• [PROBLEM]
According to the article below about Ota Tofu, in what year did the Ota family open its Southeast Portland shop?

• [PAGE EXTRACT]
↓↓↓
PORTLAND, Ore. — Either you are obsessed with it, or you can’t stand it. But if you’ve eaten fresh tofu at a restaurant here in Portland, it likely came from Ota Tofu. In their shop off the corner of Southeast Stark and Sandy Boulevard there is more than 100 years of tradition at work.

Ota Tofu is the oldest tofu house in the country. The Ota family opened the Southeast Portland shop in 1911. While others tofu makers have gone automated, Ota remains deeply rooted in Japanese tradition and handmade techniques.

“The tradition piece is really important to really maintain this process – this high-quality tofu,” Ota Tofu Owner Jason Ogata said.

Ogata is and his family bought the tofu house in March 2019. For him and many around the region, it is a Portland institution and so too is the Ota family.

“I have people coming in every single week saying that they don’t make tofu like this anymore anywhere and they can’t find it anywhere [else],” Ogata said.
↑↑↑
• [DATA SECTION]
↓↓↓
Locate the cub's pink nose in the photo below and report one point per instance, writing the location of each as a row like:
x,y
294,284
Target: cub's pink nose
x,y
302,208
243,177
↑↑↑
• [RESPONSE FOR THIS EXERCISE]
1911